═══ RECORDS SUPPLIED
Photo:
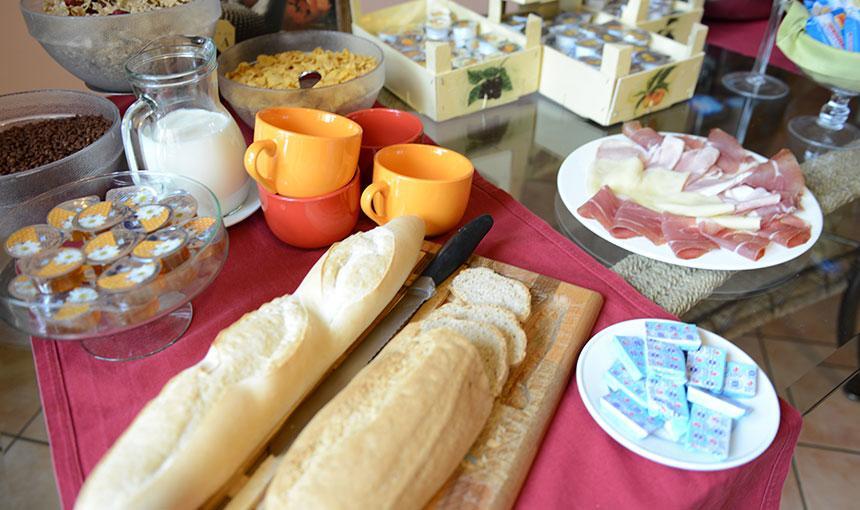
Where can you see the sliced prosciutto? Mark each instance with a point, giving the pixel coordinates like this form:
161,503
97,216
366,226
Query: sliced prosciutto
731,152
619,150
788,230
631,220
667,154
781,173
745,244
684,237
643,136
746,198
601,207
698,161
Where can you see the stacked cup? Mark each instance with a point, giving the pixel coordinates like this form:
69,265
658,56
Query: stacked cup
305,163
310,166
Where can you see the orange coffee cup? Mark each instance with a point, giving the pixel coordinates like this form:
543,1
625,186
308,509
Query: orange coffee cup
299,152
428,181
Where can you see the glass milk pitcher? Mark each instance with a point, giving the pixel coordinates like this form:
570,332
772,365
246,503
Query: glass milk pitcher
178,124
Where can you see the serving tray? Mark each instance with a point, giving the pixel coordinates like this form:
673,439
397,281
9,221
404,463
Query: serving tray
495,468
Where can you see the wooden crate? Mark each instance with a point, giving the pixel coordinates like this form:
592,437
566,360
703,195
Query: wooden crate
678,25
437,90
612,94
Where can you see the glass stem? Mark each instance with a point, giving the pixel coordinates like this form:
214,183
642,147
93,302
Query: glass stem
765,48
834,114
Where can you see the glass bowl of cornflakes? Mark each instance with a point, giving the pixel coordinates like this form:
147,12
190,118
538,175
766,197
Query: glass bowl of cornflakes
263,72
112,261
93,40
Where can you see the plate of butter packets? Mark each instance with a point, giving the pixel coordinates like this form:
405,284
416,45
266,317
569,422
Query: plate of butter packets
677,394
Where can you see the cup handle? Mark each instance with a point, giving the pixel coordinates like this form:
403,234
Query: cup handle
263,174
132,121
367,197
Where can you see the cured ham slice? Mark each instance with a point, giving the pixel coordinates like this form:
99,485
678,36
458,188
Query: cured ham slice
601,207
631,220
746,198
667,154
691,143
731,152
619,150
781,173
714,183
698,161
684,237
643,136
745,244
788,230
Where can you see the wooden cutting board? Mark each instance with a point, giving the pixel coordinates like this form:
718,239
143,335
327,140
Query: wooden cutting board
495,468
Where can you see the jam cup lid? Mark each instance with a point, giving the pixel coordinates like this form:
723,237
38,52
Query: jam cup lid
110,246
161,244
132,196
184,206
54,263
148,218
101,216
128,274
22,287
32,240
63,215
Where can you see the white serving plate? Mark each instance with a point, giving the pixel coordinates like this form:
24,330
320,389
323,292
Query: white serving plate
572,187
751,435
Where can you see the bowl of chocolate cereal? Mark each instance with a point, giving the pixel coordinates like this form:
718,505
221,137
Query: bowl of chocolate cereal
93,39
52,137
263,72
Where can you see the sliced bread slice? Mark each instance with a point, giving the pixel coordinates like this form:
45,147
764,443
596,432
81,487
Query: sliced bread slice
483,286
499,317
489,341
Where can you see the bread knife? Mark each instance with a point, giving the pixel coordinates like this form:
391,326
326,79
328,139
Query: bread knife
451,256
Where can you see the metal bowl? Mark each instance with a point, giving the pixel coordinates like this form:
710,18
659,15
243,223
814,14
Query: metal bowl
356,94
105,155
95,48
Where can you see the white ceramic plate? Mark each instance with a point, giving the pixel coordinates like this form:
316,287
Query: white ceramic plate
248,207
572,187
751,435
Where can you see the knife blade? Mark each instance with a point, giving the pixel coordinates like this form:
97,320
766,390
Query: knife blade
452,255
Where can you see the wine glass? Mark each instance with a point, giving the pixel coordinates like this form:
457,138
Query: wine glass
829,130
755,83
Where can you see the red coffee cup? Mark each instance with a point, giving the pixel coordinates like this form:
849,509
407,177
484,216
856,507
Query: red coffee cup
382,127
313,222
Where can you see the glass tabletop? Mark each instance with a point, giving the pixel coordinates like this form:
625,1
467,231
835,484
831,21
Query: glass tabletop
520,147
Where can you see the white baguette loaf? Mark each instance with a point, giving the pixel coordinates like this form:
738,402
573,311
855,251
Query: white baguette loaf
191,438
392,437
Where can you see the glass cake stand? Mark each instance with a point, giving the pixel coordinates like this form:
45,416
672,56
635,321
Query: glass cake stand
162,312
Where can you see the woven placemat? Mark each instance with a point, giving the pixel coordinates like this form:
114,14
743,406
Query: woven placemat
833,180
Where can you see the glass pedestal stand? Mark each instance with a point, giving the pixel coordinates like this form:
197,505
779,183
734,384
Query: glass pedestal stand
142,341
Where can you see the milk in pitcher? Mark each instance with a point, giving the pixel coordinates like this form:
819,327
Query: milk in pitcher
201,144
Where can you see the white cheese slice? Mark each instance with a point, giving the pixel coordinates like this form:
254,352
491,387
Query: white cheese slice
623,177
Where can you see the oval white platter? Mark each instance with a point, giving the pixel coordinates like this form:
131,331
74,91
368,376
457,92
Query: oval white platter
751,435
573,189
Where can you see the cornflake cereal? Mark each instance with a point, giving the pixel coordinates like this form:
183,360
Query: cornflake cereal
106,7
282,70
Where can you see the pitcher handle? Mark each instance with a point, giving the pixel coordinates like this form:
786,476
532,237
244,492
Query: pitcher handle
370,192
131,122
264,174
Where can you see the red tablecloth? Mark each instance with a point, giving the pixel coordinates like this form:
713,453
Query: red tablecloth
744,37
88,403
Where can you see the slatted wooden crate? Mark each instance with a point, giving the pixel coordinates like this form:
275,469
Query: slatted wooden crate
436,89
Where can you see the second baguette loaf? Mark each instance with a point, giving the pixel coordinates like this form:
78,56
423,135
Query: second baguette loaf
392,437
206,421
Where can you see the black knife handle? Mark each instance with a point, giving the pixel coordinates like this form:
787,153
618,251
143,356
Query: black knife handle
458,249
══════
═══ RECORDS SUPPLIED
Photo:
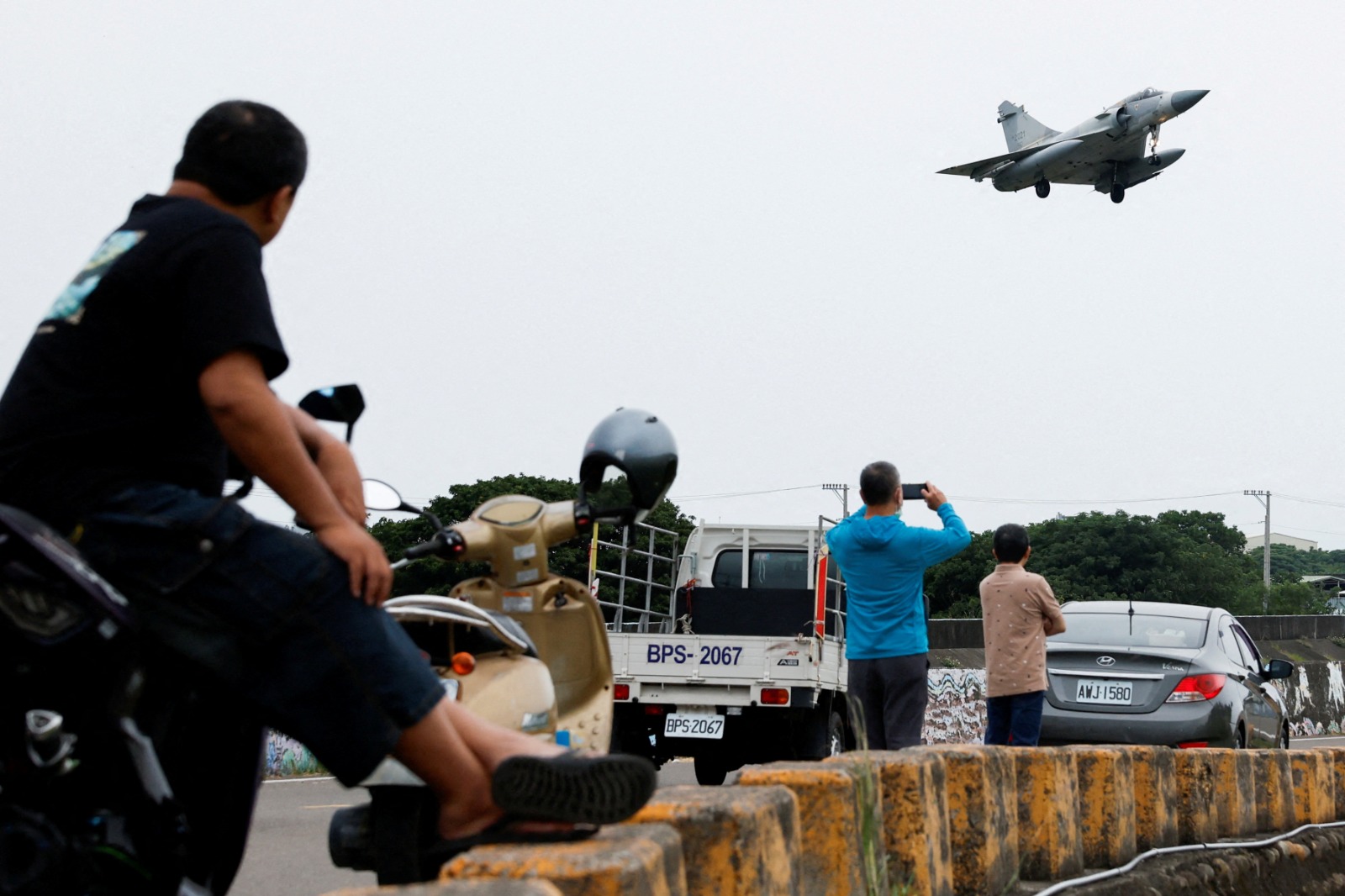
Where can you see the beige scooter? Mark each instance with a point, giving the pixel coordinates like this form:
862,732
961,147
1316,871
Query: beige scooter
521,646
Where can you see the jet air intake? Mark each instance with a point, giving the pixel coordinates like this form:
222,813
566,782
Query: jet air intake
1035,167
══════
◆ DO THIS: Gather each line of the records above that contains the string "cereal", copying the lines in full. Treat uppercase and lowercase as different.

◆ CORRECT RESPONSE:
Where can you see the bowl of chocolate cereal? Mark each instance with a point, giving the pixel coordinates like this form:
Query: bowl of chocolate cereal
Where can you see the cornflake cereal? Mark each instance with a point, giving the pixel coordinates like this form:
Query: cornflake cereal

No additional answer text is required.